■ **指示 A**:
耐電圧特性試験機についての本文に照らして、次の記述(i)〜(iii)がそれぞれ本文と一致するかを「はい」か「いいえ」で答え、決め手となる本文の語句を引用すること。
(i) 特許文献1の試験機では、部材の交換を人手で比較的容易に行える。
(ii) 特許文献1の試験機では、隣接する複数の箇所を挟み直さずに測定できる。
(iii) 特許文献2の試験機では、可動電極の尖端部を部材に突き刺して固定する。
■ **指示 B**:
耐電圧特性試験機についての本文で「ここで、大きな問題がある。」から始まる段落を、主な事実を残して箇条書きにまとめること。
■ **指示 C**:
耐電圧特性試験機についての本文をもとに、次の問いに答えること。答えには問いと同じ記号を付けること。
(i) 特許文献2として挙げられている公報の番号は何か。
(ii) 特許文献1の試験機は、試験電圧が印加される両電極間を何の力で閉じて絶縁材を固定するか。
(iii) 特許文献2の試験機で、可動電極3と固定電極4の間に形成されるのは何か。

■ **本文**:
══════════

ここで、部材の耐電圧特性試験の測定箇所は1か所のみならず隣接する複数個所とされる場合もあり、複数の部材について測定してそれらの結果を用いて統計学的に性能評価する場合もあり得る。
耐電圧特性試験機の測定において、人手の介入を少なくし可能な限り自動化することが好ましい。
【0003】
従来の耐電圧特性試験機としては特許文献1のものが知られている。
図5に示すように、特許文献1には、絶縁材を挟み込む二つの電極と、この電極を押えるばねとを有し、この二つの電極間に電圧を印加することで耐電圧特性性を試験する方法及び試験装置が開示されている。
【0004】
また、従来の耐電圧特性試験機としては特許文献2のものが知られている。
図6に示すように、特許文献2には、絶縁シートWを可動電極3と固定電極4とで挟んで局所的に押圧し、可動電極3と固定電極4との間に絶縁シートWの薄厚部dを形成し、可動電極3と固定電極4との間に電圧を印加して絶縁シートWの耐電圧特性を評価するものが開示されている。
【0005】
【特許文献1】特開2000-009789号公報
【特許文献2】特開2021-032684号公報
【非特許文献1】JISC2110:2016
【発明の開示】
【発明が解決しようとする課題】
【0006】
上記した特許文献1の耐電圧特性試験機は、試験電圧が印加される両電極間をばねの弾性力で閉じることで絶縁材を挾み込んで固定する方式を採用している。試験する部材は圧縮ばねの力のみで各電極に固定されているため人手による交換作業は比較的容易である。
しかし、測定箇所が1か所に限定され、隣接する他の箇所を測定するためには、人手で挟持する箇所を変えなければならない。つまり、特許文献1の技術によれば、測定箇所に狙って両電極を人手で載置してばねの弾性力で部材を挟持する必要があった。この作業は人手で行わざるを得ず、自動化には適していない。
ここで、大きな問題がある。特許文献1の耐電圧特性試験機では、試験片の取り外しは手で行わざるを得ず、測定電圧の印加のオンオフ切り換えは電気的制御となっている。しかし、サージという状態は試験片の絶縁破壊により通電してしまい耐電圧特性試験機の電気回路すべてに過負荷が掛かってしまう。つまり、従来の耐電圧特性試験機において試験片の絶縁破壊によりサージが発生すると過負荷のサージの影響が試験機内部の電気制御回路などにも発生してしまい、何度もサージの影響を受けるとサージ電圧の影響で故障したり劣化したりするおそれがあり得る。
【0007】
次に、上記した特許文献2の耐電圧特性試験機は、絶縁シートWを可動電極3と固定電極4とで挟んで局所的に押圧し、可動電極3と固定電極4との間に絶縁シートWの薄厚部dを形成し、可動電極3と固定電極4との間に電圧を印加して絶縁シートWの耐電圧特性を評価するものである。試験する部材は昇降部10のばねの力で挟持されて、可動電極3と固定電極4に挟まれている。可動電極3は尖端部32aを持っており、昇降部10はガイド柱11に対して昇降プレート5が昇降可能な構造となっており、部材を挟み込む際には可動電極3の尖端部32aを部材に突き刺すことで固定している。

══════════

■ **利用可能なデータ**:
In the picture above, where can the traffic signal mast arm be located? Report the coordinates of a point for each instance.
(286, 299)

══════════

■ **回答全文 A**:
(i) はい。「人手による交換作業は比較的容易である」
(ii) いいえ。「測定箇所が1か所に限定され、隣接する他の箇所を測定するためには、人手で挟持する箇所を変えなければならない」
(iii) はい。「可動電極3の尖端部32aを部材に突き刺すことで固定している」

■ **回答全文 B**:
- 特許文献1の試験機では、試験片の取り外しは手作業で行うしかなく、測定電圧の印加のオンオフは電気的に制御される。
- 試験片が絶縁破壊すると通電してサージが起き、試験機の電気回路すべてに過負荷がかかる。
- 過負荷のサージの影響は、試験機内部の電気制御回路などにも及ぶ。
- サージの影響を何度も受けると、故障や劣化が起きるおそれがある。

■ **回答全文 C**:
(i) 特開2021-032684号公報である。
(ii) ばねの弾性力である。
(iii) 絶縁シートWの薄厚部dである。